### [Material]
═══
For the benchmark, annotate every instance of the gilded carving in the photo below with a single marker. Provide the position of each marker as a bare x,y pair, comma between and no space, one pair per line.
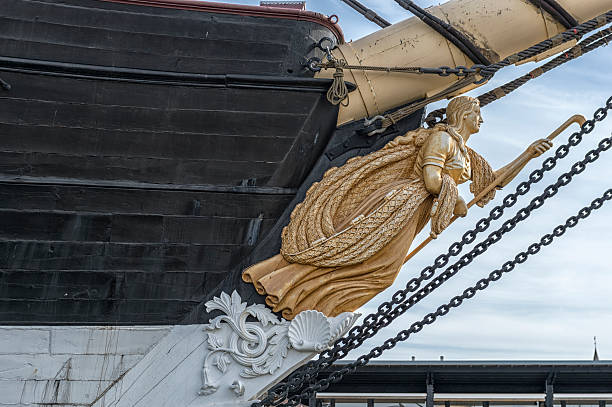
347,240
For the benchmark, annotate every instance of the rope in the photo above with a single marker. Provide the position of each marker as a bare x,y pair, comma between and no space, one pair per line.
557,11
486,72
367,13
338,90
589,44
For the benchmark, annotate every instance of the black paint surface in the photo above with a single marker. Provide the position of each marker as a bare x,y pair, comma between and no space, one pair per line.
126,198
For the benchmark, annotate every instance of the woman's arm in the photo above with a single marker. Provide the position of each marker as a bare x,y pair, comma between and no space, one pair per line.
511,170
432,176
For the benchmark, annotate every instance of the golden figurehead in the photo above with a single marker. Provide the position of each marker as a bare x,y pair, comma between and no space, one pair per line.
═══
### [What is needed]
The pictures in the entries should be left out; output everything else exactly.

### [Solution to the exercise]
For the benchmark, annotate every instance of the gilded carving in the photo below with a single marker. Provide the position of each marker as a bare x,y pair, comma between and no space, one pair per line.
347,240
For the benchmark, annotate every instance of the rope in the photo above with a single marker. Provide the position of each marker as a bare x,y pair, comma between and no space, one pair per line.
557,11
486,72
367,13
338,90
589,44
For the benchmark, annotate every instance of the black paint surface in the photo above with a single marker. Provide the position of each marker as a bare x,y pair, comma between and no space, one pair per line.
126,198
For the benchmark, annotate every instance of the woman's arm in the photo above with a single marker. Provide the position of each marker as a bare x,y pair, comma between and no space, one pair per line.
511,170
432,176
For the benchmark, annotate every instance of the golden figurehead in the photo above with a single marker. Provide the position of each marker as a bare x,y pair, comma between and no space, one pair per line.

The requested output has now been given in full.